What to work on:
1. Count the lines of the records that contain the string "MUST", and reply with the number alone.
2. Carry on the case summary about abstractor liability, starting after its last sentence.
## START Document
Daily Development for Friday, October 26, 2001

 

By: Patrick A. Randolph, Jr.
Elmer F. Pierson Professor of Law
UMKC School of Law
Of Counsel: Blackwell Sanders Peper Martin
Kansas City, Missouri
prandolph@cctr.umkc.edu

 

ABSTRACTORS; ABSTRACTORS' LIABILITY; PRIVITY: Privity rule protects abstractor's hired by buyers from negligence claim by sellers held liable for undiscovered defects.

 

Valentine v. Willard & Assoc. Title Search Services, 2001 WL 733414 (Ohio App. 7/21/01)

 

Buyer's attorney retained abstractor to examine title.  Abstractor did not identify in its report the existence of a reservation of gas, oil and minteral rights, and buyers subsequently paid $50,000 to clear that reservation.

 

Instead of suing abstractor, buyers sued sellers, apparently on the warranty in the deed.  Buyers won a judgment of $50,000.  Sellers paid the judgment and then sued the abstractor for negligence.
## END Document
## START Data rows
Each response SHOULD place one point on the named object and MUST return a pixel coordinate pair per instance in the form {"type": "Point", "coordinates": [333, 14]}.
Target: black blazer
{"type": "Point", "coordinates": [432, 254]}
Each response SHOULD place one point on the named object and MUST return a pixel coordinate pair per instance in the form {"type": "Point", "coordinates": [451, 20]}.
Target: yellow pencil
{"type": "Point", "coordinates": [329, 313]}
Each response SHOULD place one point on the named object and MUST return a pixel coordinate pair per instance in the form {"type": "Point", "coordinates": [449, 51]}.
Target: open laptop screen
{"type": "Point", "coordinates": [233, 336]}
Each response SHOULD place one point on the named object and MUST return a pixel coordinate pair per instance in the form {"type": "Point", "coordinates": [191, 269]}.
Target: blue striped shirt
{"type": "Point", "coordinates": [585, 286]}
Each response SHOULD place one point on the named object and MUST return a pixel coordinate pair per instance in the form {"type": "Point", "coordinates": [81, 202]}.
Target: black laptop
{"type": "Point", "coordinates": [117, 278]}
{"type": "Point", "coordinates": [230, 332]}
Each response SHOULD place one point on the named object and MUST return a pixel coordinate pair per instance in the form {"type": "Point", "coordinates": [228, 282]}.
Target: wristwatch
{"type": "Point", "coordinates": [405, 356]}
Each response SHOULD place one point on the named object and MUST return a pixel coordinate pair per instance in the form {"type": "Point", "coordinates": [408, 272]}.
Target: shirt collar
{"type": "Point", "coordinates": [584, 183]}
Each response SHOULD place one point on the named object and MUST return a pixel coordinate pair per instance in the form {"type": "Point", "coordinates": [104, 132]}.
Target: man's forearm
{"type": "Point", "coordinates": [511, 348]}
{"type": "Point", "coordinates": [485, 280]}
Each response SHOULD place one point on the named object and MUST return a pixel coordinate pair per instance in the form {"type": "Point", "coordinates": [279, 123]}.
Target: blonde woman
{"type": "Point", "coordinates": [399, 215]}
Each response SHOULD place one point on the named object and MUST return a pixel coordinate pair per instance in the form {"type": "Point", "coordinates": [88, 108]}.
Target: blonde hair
## END Data rows
Answer list:
1. 10

2.
The appeals court here affirmed a judgment in the negligence case for the abstractor, adhering to the traditional rule of privity of contract establishes a limit on possible plaintiff's for an abstractor's negligence performance of its title examination duties.

 

The privity rule in this context appears to be well settled in Ohio. The court noted that a number of recent cases have adhered to it since it was first declared in 1910.  It concluded that the established contrary rule was a sufficient response to seller's argument that the trade practice was well established that all parties to a closing rely upon an single abstractor's skill.

 

Comment 1: The editor included this case in part as a response to Kim v. Yakima County Title Co.  2001 WL 1095731 (Wash.9/20/01), the DIRT DD for 9/26/01, where the Washington Supreme Court concluded that a judgment lienholder was entitled to rely upon a title insurer to discover the existence of its judgment lien and see to it that the lien was paid.

 

Although the editor disagrees with Kim, however, the editor is less comfortable with the result here.  It certainly is true that both buyer and seller rely upon a title abstractor, including a title company, to search the records and disclose significant title defects, which the parties then can resolve or negotiate about.  There is an established tort principle that a party performing a specialized expert service in a business transaction is liable for negligence to those who would foreseeably rely upon its expertise.  Does that principle apply here?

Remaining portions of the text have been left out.